[Excerpt from a dataset]
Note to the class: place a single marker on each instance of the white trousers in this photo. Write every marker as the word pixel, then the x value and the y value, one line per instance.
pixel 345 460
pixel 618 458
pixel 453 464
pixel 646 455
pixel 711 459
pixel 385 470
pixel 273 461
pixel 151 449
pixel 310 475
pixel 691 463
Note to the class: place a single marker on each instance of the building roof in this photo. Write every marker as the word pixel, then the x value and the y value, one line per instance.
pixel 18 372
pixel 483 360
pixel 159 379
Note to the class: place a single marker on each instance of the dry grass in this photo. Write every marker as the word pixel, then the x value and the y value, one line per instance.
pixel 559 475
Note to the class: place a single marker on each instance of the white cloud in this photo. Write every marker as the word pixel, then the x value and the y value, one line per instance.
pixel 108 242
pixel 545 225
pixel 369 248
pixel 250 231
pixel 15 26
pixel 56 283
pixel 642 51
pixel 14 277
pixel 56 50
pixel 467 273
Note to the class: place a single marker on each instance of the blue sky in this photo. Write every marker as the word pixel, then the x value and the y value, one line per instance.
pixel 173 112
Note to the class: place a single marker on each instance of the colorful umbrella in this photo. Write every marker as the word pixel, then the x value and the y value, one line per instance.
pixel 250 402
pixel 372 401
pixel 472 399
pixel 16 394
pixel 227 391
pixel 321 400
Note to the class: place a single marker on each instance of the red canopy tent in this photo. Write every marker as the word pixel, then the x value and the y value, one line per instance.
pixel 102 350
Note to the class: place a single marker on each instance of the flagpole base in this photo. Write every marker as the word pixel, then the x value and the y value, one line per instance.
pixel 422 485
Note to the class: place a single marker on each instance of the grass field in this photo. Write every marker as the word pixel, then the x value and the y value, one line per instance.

▸ WHAT IS NEEDED
Please copy out each record, character for character.

▸ FULL RESPONSE
Note to the class: place a single marker on each instance of the white trousers in this photo. Write every marker as the word pixel, then the x value and the y value, one line per instance.
pixel 345 460
pixel 618 458
pixel 453 464
pixel 646 455
pixel 711 459
pixel 385 470
pixel 273 461
pixel 151 449
pixel 310 475
pixel 691 463
Note to the class: place a single marker on each instance of the building roof in this photo. Write every marker as the word pixel, then the x value and the y value, one line per instance.
pixel 18 372
pixel 483 360
pixel 159 379
Note to the class: place a single marker on each instance of the dry grass in this photo. Write every marker as the word pixel, then the x value and the y value, one line per instance.
pixel 559 475
Note to the class: place a single marker on each instance of the white cloud in this photo. Write every marker as the word pixel, then the x value and the y value, one line per instance.
pixel 108 242
pixel 545 225
pixel 369 248
pixel 250 231
pixel 15 26
pixel 56 283
pixel 642 51
pixel 14 277
pixel 56 50
pixel 467 273
Note to the class: place a single marker on each instance of the blue sky in this photo. Write every marker as the word pixel, then the x value and the y value, one line per instance.
pixel 173 112
Note to the class: place a single marker on each instance of the colorful umbrella in this photo. Write every marker as the word pixel, then the x value and the y value, one line per instance.
pixel 250 402
pixel 372 401
pixel 472 399
pixel 16 394
pixel 227 391
pixel 321 400
Note to the class: place a single marker on each instance of the red canopy tent in this photo. Write every marker as the word pixel, then the x value and the y value, one line per instance.
pixel 102 350
Note to the class: place a single marker on each instance of the flagpole base in this photo. Write every marker as the word pixel, then the x value and the y value, one line per instance.
pixel 422 485
Note to the class: place a single marker on each instance of the grass field in this photo. Write every marker as the word pixel, then the x value and the y value, one line per instance.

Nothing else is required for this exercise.